* **To do**
Collect every line of the records that contains the string "hood", where case counts.

=== Data records ===

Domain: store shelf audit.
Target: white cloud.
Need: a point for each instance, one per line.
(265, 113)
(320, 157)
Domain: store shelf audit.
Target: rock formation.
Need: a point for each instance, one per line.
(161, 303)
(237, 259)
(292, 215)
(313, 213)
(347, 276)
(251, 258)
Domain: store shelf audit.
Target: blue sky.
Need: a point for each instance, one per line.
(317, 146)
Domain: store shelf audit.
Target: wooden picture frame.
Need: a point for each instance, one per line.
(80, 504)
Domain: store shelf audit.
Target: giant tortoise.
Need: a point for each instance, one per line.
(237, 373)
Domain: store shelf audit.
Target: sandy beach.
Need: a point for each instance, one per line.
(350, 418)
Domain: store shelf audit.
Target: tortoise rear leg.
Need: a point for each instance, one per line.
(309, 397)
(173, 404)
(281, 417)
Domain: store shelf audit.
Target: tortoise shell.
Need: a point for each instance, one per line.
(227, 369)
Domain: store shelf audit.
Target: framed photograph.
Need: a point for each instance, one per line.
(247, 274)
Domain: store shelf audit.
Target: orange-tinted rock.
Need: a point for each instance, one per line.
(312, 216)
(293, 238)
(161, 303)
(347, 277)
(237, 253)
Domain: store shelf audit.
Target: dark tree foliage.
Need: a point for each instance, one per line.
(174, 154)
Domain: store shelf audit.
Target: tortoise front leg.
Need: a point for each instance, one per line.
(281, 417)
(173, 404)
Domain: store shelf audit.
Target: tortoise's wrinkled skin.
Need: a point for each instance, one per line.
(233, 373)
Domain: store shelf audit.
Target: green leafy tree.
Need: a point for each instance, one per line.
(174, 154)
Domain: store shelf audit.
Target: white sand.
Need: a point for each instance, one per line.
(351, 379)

===
=== Data records ===

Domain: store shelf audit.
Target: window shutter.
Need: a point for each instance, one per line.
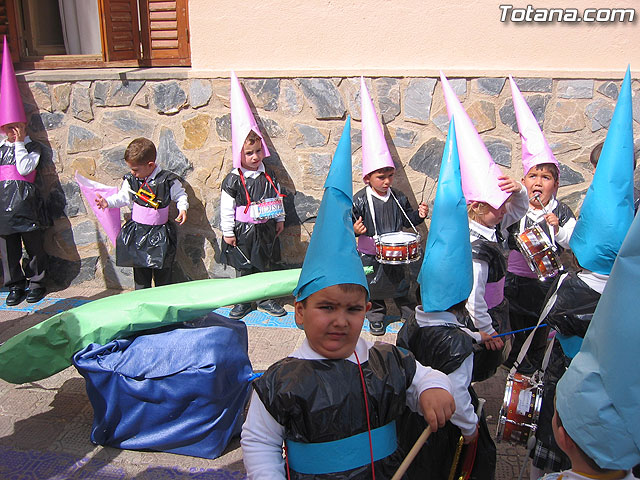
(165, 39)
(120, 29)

===
=== Data records ===

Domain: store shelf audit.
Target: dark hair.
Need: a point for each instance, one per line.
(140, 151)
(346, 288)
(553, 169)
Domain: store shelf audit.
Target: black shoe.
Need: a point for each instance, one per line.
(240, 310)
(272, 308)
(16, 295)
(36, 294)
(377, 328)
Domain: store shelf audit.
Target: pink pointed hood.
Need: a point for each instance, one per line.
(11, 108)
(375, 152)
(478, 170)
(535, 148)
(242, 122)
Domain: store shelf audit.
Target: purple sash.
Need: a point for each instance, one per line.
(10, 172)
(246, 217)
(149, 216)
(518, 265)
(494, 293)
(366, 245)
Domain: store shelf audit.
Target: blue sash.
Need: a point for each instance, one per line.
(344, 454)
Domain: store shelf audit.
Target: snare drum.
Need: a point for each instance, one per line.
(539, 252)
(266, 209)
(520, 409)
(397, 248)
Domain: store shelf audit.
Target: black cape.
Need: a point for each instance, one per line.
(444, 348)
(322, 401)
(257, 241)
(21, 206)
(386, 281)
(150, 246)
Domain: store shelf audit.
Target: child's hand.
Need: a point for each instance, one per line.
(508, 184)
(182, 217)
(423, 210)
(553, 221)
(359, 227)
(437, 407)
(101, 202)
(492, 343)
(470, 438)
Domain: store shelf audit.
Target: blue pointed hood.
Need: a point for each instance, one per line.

===

* **Answer to this problem**
Target: pink pointed hood.
Target: blue pointed hood.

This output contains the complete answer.